In the early morning hours of April 19, 2013, a firefight took place in Watertown between law enforcement and alleged Boston Marathon bombers Tamerlan and Dzhokhar Tsarnaev. Andrew Kitzenberg witnessed the events of that night from his apartment on Laurel Street. Kitzenberg wrote about his memories of that night for Boston.com.
Evening, April 18, 2013
It was a regular Thursday night. I had attended a networking event at Nix’s Mate on Broad St. in downtown Boston. I came back home to my apartment on Laurel Street in Watertown and saddled up on my couch, turned on a hockey game and flipped open my laptop to catch up on work like I often do.
Not long after settling in on the couch, I heard the disturbing news that someone at MIT had been shot. Living just 5 miles from the school and given all the chaos throughout that week, it was worrisome to say the least.

- TASKS TO PERFORM:
**1.** Print the Watertown account between "In the early" and "I often do.", inclusive.
**2.** Write what follows in the Watertown account, beginning right after its final sentence.
The items that come next are drawn from a separate source and have no connection to the Watertown account.

- MATERIAL SHOWN:

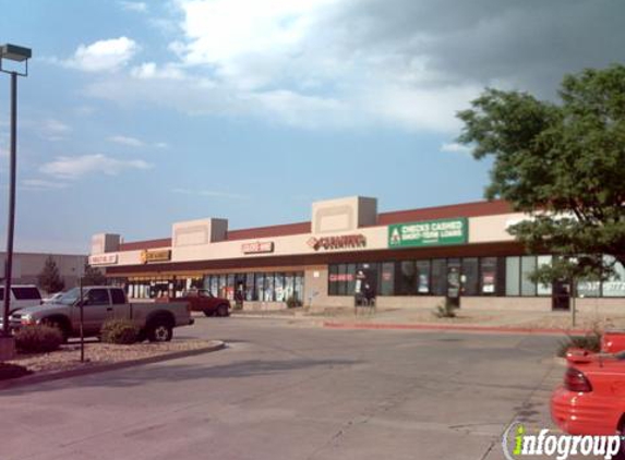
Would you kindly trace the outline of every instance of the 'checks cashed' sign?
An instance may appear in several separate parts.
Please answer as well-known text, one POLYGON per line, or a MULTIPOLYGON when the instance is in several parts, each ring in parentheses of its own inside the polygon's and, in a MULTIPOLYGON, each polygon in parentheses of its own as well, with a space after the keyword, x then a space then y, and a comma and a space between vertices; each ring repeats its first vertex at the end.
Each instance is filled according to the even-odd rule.
POLYGON ((468 240, 466 217, 388 226, 388 247, 466 244, 468 240))

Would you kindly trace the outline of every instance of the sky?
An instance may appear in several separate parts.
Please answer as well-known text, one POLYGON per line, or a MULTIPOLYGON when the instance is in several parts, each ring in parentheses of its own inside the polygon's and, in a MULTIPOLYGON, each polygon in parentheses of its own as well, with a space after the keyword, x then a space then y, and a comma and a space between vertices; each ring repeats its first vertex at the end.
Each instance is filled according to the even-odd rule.
MULTIPOLYGON (((622 0, 1 0, 19 81, 15 249, 483 198, 456 138, 485 87, 557 100, 566 73, 625 61, 622 0)), ((9 75, 0 75, 0 247, 9 75)))

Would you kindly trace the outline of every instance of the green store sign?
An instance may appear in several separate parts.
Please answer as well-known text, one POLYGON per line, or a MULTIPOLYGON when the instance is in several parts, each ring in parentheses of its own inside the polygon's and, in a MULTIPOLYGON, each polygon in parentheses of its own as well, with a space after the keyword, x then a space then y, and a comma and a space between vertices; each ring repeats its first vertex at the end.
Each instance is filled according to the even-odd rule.
POLYGON ((466 244, 469 225, 466 217, 388 226, 388 247, 423 247, 466 244))

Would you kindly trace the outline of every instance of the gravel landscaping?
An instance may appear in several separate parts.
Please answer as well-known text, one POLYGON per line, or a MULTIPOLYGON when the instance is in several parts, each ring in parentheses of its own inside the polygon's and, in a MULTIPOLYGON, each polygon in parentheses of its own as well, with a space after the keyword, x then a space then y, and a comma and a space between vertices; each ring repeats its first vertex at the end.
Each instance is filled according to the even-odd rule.
MULTIPOLYGON (((84 367, 101 366, 106 364, 123 363, 154 356, 173 354, 183 351, 201 350, 217 342, 214 340, 172 340, 163 343, 135 343, 131 346, 110 344, 100 342, 85 343, 85 362, 81 362, 80 343, 69 343, 61 350, 41 354, 19 354, 16 359, 3 363, 7 370, 21 366, 31 373, 49 374, 84 367)), ((14 373, 4 373, 0 379, 13 378, 14 373)))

- SET OF ANSWERS:
**1.**
In the early morning hours of April 19, 2013, a firefight took place in Watertown between law enforcement and alleged Boston Marathon bombers Tamerlan and Dzhokhar Tsarnaev. Andrew Kitzenberg witnessed the events of that night from his apartment on Laurel Street. Kitzenberg wrote about his memories of that night for Boston.com.
Evening, April 18, 2013
It was a regular Thursday night. I had attended a networking event at Nix’s Mate on Broad St. in downtown Boston. I came back home to my apartment on Laurel Street in Watertown and saddled up on my couch, turned on a hockey game and flipped open my laptop to catch up on work like I often do.

**2.**
Earlier that evening, televisions had been broadcasting what seemed to be the only news story happening in the country – the Boston Marathon bombings. Photos of the suspects had been released. The suspects were on the loose and we were being told to consider them “armed and extremely dangerous.”
But when I first heard about the MIT shooting, I didn’t even consider it could be related to what had happened earlier that week, so I went about my work that evening.
Early morning, April 19, 2013
The hockey game had just ended. It was a little before 1 a.m. I was finishing up my work when all of sudden, I heard a few very loud “pops” coming from outside. Laurel Street is a quiet side street with lots of families in the neighborhood, so to hear much of anything was unusual. Occasionally, on summer evenings, you could hear the sounds of kids playing with fireworks. But what I heard in the early morning hours of April 19 did not sound like fireworks.
I quickly got up from the couch and dashed over to my second floor window. I looked out and saw what I knew was the exchange of gunfire. I also saw a police SUV rolling up the sidewalk and into our driveway. My heart start pumping and I yelled to my roommates, “There’s a shooting on the street!”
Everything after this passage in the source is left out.